┏━━
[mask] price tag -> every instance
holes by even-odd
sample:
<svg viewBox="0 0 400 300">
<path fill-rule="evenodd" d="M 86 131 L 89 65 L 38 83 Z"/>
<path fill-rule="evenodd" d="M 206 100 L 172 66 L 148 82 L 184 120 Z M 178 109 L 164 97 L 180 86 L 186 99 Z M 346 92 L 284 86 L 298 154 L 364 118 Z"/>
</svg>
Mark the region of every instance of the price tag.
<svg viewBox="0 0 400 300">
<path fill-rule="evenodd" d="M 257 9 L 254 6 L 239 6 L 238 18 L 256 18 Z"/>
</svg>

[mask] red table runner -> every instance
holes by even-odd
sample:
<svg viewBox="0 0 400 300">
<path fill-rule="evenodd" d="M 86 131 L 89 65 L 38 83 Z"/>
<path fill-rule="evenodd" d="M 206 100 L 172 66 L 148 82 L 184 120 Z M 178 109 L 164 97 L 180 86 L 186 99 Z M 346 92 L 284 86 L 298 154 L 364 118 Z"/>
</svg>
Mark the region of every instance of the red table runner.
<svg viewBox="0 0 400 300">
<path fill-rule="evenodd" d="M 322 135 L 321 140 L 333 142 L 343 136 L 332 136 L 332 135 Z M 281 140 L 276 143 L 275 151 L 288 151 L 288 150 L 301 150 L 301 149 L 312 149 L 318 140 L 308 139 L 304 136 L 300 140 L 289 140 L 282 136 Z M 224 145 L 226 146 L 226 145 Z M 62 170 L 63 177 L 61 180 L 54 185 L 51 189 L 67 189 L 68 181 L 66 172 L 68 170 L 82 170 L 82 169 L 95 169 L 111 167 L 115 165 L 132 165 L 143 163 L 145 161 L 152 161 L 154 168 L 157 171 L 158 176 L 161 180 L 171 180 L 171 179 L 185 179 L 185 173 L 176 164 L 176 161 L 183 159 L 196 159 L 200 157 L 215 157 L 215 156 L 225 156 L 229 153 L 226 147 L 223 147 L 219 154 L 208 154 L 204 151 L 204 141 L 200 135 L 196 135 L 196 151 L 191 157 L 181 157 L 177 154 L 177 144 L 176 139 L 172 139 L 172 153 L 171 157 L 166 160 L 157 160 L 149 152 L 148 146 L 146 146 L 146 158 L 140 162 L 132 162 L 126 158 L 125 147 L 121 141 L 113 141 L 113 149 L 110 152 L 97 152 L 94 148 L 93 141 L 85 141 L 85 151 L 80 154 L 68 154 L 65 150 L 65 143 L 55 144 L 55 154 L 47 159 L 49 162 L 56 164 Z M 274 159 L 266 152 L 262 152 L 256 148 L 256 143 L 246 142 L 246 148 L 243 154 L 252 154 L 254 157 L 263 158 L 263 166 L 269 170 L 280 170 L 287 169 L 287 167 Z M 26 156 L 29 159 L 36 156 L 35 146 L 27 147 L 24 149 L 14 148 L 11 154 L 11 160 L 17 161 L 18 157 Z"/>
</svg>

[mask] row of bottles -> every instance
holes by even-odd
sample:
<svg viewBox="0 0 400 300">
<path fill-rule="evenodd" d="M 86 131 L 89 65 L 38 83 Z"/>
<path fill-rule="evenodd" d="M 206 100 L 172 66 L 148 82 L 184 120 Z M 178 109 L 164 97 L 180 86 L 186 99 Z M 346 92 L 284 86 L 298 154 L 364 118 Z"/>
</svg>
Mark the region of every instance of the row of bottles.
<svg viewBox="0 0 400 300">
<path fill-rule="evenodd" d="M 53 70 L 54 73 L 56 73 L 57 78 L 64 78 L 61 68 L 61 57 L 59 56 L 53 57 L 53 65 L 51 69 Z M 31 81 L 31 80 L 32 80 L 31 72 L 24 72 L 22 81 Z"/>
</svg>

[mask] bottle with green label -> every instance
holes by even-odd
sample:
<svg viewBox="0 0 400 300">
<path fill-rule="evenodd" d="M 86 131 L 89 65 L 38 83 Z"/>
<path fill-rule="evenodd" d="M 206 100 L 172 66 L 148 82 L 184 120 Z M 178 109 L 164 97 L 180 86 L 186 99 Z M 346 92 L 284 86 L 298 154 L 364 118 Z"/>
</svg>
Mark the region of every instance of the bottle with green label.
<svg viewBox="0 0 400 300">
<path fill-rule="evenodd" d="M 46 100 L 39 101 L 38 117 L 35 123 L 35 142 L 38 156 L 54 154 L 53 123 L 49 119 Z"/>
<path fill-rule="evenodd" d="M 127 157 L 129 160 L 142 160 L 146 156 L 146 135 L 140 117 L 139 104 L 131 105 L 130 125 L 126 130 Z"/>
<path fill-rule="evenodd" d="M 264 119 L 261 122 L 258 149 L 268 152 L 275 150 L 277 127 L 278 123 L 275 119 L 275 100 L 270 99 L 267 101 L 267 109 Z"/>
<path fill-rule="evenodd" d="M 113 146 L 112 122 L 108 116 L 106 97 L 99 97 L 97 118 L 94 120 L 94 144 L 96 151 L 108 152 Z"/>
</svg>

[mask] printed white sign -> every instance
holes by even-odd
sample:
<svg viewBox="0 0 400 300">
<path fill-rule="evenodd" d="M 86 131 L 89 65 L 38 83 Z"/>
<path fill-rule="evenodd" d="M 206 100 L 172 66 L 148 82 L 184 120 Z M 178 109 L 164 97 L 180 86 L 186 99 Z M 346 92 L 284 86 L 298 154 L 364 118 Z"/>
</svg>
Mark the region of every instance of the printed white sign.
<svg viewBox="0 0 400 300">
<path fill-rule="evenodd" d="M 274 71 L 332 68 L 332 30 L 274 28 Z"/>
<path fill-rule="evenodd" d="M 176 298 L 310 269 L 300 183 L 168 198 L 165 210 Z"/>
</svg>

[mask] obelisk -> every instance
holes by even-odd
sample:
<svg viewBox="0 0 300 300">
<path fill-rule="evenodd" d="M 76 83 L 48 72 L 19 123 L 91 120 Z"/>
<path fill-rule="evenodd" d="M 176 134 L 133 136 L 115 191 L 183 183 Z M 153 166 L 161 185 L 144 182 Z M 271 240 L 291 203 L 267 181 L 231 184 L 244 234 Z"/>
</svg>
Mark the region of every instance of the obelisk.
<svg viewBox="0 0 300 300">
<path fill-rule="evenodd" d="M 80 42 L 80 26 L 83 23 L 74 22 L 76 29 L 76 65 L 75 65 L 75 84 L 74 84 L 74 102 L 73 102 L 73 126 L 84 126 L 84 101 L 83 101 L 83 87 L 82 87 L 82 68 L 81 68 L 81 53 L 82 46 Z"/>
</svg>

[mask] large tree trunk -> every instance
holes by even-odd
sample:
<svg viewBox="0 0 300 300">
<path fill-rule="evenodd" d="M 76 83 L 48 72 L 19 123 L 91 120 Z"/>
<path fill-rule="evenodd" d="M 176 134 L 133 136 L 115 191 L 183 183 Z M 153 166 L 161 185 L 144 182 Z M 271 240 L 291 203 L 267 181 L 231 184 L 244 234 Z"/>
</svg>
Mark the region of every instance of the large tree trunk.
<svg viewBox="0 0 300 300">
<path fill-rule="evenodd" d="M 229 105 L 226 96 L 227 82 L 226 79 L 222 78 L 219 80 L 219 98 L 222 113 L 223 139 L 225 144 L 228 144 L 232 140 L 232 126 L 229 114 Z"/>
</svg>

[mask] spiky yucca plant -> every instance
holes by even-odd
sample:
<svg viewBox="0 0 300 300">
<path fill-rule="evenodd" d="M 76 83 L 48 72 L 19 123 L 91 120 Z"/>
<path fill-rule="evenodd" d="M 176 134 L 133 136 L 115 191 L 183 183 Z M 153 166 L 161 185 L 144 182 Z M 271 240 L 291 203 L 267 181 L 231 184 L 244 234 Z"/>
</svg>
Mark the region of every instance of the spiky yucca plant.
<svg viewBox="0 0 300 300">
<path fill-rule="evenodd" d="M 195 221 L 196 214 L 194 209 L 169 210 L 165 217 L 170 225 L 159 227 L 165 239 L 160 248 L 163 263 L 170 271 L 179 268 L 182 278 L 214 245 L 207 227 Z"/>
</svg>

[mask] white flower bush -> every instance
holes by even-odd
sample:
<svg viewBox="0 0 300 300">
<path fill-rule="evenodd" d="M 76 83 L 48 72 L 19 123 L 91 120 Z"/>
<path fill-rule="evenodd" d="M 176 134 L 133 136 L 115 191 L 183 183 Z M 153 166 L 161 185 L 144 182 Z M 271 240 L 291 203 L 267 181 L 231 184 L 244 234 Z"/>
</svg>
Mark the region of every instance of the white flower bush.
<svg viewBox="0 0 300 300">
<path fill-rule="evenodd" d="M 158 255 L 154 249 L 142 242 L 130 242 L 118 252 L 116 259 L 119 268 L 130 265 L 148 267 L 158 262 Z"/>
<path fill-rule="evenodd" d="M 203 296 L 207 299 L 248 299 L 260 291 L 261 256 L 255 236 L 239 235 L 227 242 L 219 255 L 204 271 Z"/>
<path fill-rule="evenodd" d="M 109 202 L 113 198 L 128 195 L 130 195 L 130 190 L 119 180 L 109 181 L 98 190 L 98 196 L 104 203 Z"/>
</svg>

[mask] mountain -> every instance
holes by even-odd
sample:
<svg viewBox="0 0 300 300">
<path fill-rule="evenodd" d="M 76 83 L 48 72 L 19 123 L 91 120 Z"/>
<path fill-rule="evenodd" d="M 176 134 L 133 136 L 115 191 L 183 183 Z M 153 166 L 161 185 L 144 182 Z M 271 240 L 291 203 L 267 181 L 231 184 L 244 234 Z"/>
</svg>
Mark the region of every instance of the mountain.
┗━━
Your goal
Take from the entries every line that has the string "mountain".

Exercise solution
[mask] mountain -> every instance
Mark the region of every instance of the mountain.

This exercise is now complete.